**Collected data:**
* * * * * * * * *

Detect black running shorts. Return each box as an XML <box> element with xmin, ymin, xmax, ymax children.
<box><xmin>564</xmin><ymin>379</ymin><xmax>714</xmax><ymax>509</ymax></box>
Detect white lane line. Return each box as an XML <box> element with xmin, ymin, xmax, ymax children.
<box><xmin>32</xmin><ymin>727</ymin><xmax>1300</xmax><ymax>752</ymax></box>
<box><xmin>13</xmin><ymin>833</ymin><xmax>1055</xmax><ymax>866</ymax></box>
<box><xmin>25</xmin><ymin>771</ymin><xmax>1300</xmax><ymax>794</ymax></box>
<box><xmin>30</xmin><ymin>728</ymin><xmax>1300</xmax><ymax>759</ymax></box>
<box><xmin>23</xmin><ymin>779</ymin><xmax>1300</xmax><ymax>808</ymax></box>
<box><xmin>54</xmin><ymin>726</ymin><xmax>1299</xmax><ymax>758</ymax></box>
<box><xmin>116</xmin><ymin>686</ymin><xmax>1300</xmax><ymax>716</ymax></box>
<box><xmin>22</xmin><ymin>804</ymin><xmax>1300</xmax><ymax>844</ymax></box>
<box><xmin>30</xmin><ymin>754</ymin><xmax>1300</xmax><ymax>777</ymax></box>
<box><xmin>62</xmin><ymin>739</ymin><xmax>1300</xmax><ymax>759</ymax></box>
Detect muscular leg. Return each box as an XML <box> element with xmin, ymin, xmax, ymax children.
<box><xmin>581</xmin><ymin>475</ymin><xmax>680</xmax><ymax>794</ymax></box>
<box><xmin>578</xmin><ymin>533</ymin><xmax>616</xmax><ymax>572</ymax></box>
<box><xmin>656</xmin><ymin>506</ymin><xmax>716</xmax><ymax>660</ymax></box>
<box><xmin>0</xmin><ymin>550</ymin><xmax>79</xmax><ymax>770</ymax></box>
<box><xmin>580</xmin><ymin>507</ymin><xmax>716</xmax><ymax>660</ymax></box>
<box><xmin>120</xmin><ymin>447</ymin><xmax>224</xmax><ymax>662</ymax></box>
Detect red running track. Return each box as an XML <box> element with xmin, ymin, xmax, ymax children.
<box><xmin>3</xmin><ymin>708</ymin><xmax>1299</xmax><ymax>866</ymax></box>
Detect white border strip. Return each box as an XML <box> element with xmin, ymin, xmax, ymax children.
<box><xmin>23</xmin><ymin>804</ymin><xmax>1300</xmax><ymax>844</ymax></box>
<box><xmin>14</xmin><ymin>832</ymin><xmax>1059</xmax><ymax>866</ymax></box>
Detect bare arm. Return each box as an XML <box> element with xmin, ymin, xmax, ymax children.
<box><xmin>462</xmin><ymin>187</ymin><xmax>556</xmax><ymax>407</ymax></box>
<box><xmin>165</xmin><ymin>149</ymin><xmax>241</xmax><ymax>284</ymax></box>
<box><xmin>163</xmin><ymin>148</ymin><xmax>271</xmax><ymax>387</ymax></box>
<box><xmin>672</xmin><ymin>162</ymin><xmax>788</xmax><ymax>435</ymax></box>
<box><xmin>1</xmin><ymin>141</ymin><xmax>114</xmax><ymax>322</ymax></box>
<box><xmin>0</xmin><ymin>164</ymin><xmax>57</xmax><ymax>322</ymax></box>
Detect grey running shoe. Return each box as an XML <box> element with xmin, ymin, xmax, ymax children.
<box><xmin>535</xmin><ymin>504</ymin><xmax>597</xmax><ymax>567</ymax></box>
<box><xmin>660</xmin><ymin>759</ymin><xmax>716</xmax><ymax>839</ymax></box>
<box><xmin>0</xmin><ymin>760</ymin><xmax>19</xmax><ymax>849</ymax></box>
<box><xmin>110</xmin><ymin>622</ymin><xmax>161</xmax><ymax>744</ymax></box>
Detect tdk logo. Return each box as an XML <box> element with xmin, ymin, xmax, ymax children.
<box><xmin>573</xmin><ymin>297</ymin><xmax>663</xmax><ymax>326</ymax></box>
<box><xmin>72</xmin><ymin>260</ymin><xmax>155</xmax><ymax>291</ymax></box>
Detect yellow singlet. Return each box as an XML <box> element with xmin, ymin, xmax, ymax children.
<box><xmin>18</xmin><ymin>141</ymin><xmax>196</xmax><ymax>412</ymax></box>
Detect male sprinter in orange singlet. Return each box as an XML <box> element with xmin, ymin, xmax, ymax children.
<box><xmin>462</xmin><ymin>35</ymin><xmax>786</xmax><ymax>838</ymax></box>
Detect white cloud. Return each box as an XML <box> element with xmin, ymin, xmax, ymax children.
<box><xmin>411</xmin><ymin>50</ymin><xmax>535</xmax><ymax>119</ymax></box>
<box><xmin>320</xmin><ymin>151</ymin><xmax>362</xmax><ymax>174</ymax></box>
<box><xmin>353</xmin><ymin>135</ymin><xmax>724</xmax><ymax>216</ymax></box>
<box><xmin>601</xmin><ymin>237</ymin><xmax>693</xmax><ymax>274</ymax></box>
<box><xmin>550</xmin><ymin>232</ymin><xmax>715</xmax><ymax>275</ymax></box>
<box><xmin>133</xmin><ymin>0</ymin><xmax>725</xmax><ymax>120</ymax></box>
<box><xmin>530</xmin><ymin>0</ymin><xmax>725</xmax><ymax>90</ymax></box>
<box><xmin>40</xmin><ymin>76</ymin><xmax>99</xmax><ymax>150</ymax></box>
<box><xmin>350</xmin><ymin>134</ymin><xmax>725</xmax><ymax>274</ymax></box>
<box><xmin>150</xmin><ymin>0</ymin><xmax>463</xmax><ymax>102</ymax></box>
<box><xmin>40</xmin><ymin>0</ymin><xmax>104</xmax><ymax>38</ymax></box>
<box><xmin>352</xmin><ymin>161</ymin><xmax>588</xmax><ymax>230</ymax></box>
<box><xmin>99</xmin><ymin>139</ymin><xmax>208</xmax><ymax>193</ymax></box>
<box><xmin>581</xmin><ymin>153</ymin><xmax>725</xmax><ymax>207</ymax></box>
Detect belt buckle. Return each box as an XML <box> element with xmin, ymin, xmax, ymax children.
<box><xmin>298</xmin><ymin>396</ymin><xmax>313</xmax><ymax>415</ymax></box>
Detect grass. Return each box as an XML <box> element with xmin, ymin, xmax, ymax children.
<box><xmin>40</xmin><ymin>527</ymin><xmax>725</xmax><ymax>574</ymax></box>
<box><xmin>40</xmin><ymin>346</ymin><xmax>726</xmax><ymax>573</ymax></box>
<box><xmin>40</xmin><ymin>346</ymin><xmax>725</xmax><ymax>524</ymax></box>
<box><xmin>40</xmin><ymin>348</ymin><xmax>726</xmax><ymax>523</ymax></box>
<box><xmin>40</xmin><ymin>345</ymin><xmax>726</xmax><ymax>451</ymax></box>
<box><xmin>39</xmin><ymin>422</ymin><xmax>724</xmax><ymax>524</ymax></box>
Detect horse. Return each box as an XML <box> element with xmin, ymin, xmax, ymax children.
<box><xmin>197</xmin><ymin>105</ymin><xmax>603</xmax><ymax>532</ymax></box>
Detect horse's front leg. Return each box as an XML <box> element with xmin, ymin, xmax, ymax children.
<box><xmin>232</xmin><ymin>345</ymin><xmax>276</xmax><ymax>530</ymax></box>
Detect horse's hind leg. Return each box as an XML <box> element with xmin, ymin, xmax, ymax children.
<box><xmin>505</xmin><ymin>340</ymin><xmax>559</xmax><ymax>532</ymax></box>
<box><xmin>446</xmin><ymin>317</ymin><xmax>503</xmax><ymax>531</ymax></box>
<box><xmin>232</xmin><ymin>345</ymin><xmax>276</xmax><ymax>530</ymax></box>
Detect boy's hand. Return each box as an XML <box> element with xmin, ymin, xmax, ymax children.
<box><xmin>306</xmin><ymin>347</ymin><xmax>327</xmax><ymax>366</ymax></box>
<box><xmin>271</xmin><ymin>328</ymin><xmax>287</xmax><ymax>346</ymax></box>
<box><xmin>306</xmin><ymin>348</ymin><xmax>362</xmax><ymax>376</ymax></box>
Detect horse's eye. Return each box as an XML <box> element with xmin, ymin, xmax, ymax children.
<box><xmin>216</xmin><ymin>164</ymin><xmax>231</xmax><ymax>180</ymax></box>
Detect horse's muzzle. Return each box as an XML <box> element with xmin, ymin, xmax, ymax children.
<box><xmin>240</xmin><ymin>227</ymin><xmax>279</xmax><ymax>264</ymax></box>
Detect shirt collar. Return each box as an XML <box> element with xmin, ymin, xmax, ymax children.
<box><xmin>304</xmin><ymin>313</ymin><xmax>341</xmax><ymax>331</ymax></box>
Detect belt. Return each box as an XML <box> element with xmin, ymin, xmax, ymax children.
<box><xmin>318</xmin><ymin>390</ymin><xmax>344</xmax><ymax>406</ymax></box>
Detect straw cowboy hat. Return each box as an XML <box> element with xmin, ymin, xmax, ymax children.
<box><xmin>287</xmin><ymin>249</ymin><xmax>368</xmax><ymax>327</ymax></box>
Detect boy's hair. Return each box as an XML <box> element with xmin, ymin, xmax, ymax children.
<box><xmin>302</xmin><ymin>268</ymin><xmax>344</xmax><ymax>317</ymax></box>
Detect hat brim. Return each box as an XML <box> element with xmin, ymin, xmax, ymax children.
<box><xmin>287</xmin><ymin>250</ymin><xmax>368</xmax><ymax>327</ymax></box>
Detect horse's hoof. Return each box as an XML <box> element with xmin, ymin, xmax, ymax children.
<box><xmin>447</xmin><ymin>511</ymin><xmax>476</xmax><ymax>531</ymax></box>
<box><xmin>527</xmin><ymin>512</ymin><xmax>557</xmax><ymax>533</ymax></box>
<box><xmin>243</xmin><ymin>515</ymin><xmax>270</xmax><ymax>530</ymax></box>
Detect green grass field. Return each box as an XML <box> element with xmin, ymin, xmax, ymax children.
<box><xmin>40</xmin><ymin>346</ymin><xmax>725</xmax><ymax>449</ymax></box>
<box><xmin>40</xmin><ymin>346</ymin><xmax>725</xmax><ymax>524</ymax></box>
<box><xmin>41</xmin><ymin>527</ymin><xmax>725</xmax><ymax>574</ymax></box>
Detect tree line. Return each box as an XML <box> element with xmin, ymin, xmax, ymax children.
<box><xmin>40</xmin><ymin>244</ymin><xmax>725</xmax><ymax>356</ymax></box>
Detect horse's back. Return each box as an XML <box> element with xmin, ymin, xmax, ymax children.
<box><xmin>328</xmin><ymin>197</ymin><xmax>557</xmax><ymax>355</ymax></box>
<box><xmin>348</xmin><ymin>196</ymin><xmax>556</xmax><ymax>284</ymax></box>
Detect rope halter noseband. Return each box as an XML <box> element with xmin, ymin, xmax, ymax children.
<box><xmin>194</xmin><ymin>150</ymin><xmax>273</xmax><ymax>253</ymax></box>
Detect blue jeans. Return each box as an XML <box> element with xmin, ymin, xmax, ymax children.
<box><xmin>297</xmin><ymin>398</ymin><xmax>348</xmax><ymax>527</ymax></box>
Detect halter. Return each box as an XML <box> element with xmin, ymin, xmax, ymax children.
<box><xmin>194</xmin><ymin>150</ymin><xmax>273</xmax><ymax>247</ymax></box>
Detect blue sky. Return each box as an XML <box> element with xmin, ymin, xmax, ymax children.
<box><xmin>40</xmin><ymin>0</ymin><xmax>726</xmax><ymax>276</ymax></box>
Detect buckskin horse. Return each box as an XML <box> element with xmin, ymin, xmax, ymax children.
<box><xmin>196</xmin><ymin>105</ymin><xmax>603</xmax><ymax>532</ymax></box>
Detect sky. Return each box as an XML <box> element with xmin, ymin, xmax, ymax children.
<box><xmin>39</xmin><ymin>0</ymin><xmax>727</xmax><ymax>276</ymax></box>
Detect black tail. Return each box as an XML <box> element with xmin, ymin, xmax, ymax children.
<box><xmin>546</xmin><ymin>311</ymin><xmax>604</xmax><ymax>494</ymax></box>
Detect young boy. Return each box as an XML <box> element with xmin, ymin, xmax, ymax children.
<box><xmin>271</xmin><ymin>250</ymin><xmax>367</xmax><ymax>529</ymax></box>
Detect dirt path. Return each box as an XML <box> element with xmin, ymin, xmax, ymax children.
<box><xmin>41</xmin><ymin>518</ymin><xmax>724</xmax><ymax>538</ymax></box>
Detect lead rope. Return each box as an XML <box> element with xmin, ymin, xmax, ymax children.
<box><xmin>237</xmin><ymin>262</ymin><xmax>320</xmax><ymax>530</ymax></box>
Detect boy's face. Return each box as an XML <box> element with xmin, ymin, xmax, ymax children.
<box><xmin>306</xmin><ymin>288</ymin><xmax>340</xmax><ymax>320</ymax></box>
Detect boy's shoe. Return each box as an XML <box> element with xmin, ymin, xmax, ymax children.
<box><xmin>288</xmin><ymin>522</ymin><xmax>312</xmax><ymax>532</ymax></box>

* * * * * * * * *

**WORK ITEM:** Retype exactly the lines from the one containing "Detect boy's shoe." through the last line of the records above, including both.

**TASK ANSWER:**
Detect boy's shoe. Return each box as an XML <box> element with xmin, ymin, xmax, ymax children.
<box><xmin>288</xmin><ymin>522</ymin><xmax>312</xmax><ymax>532</ymax></box>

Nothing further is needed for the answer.